Re: [patch 3/3] PTP: add kvm PTP driver

Radim Krcmar <rkrcmar@xxxxxxxxxx> · Mon, 16 Jan 2017 18:46:49 +0100

2017-01-16 15:04-0200, Marcelo Tosatti:
> On Mon, Jan 16, 2017 at 05:26:53PM +0100, Radim Krcmar wrote:
>> 2017-01-13 15:40-0200, Marcelo Tosatti:
>> > On Fri, Jan 13, 2017 at 04:56:58PM +0100, Radim Krcmar wrote:
>> > > 2017-01-13 10:01-0200, Marcelo Tosatti:
>> >> > +		version = pvclock_read_begin(src);
>> >> > +
>> >> > +		ret = kvm_hypercall2(KVM_HC_CLOCK_OFFSET,
>> >> > +				     clock_off_gpa,
>> >> > +				     KVM_CLOCK_OFFSET_WALLCLOCK);
>> >> > +		if (ret != 0) {
>> >> > +			pr_err("clock offset hypercall ret %lu\n", ret);
>> >> > +			spin_unlock(&kvm_ptp_lock);
>> >> > +			preempt_enable_notrace();
>> >> > +			return -EOPNOTSUPP;
>> >> > +		}
>> >> > +
>> >> > +		tspec.tv_sec = clock_off.sec;
>> >> > +		tspec.tv_nsec = clock_off.nsec;
>> >> > +
>> >> > +		delta = rdtsc_ordered() - clock_off.tsc;
>> >> > +
>> >> > +		offset = pvclock_scale_delta(delta, src->tsc_to_system_mul,
>> >> > +					     src->tsc_shift);
>> >> > +
>> >> > +	} while (pvclock_read_retry(src, version));
>> >> > +
>> >> > +	preempt_enable_notrace();
>> >> > +
>> >> > +	tspec.tv_nsec = tspec.tv_nsec + offset;
>> >> > +
>> >> > +	spin_unlock(&kvm_ptp_lock);
>> >> > +
>> >> > +	if (tspec.tv_nsec >= NSEC_PER_SEC) {
>> >> > +		u64 secs = tspec.tv_nsec;
>> >> > +
>> >> > +		tspec.tv_nsec = do_div(secs, NSEC_PER_SEC);
>> >> > +		tspec.tv_sec += secs;
>> >> > +	}
>> >> > +
>> >> > +	memcpy(ts, &tspec, sizeof(struct timespec64));
>> >> 
>> >> But the whole idea is of improving the time by reading tsc a bit later
>> >> is just weird ... why is it better to provide
>> >> 
>> >>   tsc + x, time + tsc_delta_to_time(x)
>> >> 
>> >> than just
>> >> 
>> >>  tsc, time
>> >> 
>> >> ?
>> > 
>> > Because you want to calculate the value of the host realtime clock 
>> > at the moment of ptp_kvm_gettime.
>> > 
>> > We do:
>> > 
>> > 	1. kvm_hypercall.
>> > 	2. get {sec, nsec, guest_tsc}.
>> > 	3. kvm_hypercall returns.
>> > 	4. delay = rdtsc() - guest_tsc.
>> > 
>> > Where delay is the delta (measured with the TSC) between points 2 and 4.
>> 
>> I see now ... the PTP interface is just not good for our purposes.
>> We don't return {sec, nsec, guest_tsc}, we just return {sec, nsec} at
>> some random time in the past.  And to make it a bit more accurate, you
>> add a best-effort delta before returning, which makes sense.
> 
> Not random time in the past. We return {sec, nsec} from the host
> realtime at the moment the user ran the hypercall. 

That is what we want, but {sec, nsec} is not anchored to any running
time, so it is unavoidably late when we return it.

DATASET ROWS:
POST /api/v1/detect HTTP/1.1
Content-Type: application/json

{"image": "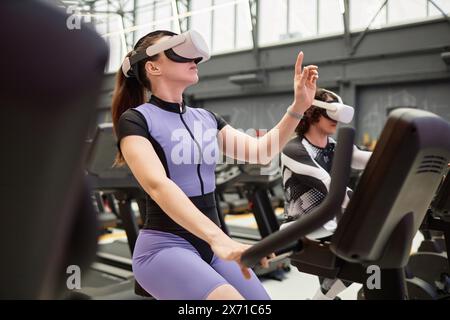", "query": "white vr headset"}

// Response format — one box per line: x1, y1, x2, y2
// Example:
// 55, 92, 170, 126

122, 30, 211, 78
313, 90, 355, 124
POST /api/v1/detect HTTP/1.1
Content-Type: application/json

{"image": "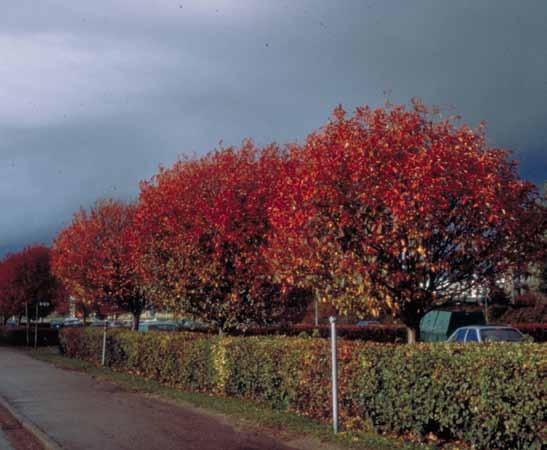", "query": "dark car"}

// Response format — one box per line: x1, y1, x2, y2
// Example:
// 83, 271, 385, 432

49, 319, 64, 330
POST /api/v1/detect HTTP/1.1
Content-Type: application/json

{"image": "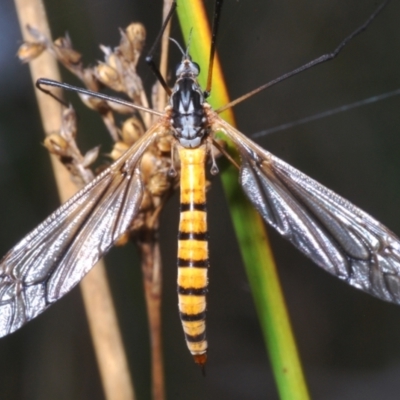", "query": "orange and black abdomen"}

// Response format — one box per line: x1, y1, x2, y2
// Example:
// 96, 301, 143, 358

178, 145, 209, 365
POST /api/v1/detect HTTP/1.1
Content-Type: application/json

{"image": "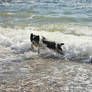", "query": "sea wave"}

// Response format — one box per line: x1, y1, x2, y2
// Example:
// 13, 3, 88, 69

STATED EXERCISE:
Answer these questions about the mailing-list thread on the kvm PTP driver:
1. What value does the driver code return when the clock offset hypercall fails?
2. Between which two numbered steps does the delay measure the delta?
3. In the thread's final message, why is {sec, nsec} unavoidably late when it is returned?

RESPONSE TO THE EXERCISE:
1. -EOPNOTSUPP
2. Between step 2 (get {sec, nsec, guest_tsc}) and step 4 (delay = rdtsc() - guest_tsc).
3. Because {sec, nsec} is not anchored to any running time.